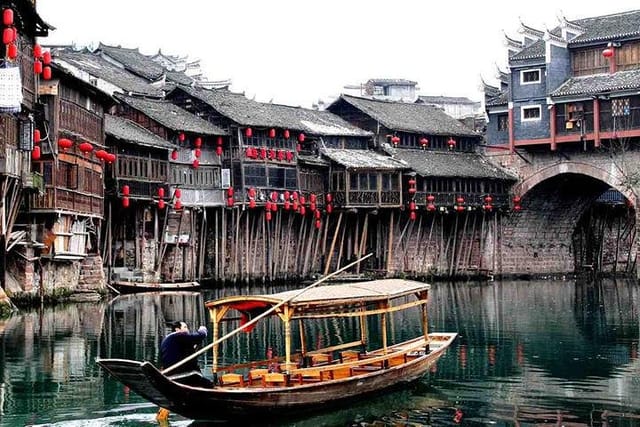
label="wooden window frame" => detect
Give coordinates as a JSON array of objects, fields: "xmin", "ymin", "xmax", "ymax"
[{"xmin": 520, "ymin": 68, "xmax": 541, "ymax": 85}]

◆ ◆ ◆

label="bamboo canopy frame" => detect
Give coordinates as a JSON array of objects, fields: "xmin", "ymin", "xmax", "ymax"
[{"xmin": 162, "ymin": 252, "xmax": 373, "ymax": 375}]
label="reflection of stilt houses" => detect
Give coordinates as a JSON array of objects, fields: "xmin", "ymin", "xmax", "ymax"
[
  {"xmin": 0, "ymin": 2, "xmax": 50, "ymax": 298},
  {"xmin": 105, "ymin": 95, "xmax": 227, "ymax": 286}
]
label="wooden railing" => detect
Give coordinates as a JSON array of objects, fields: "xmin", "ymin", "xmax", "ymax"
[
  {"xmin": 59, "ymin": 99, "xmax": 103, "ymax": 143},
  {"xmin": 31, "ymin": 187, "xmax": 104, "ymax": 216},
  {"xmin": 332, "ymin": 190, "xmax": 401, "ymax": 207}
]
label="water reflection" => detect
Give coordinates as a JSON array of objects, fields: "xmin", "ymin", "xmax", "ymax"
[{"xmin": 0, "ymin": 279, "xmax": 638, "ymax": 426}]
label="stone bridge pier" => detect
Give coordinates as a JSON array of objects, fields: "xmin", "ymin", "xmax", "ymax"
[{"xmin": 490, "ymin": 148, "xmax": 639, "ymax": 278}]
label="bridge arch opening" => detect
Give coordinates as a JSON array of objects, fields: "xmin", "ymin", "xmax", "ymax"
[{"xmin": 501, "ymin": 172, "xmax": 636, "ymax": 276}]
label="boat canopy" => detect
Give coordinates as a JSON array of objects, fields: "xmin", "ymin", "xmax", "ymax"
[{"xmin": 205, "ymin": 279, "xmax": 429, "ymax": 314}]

◆ ◆ ◆

# WHAT TO DO
Write only the number of lines in the entries where the string "bridge" occurs.

# RESPONSE TO THIS TASK
2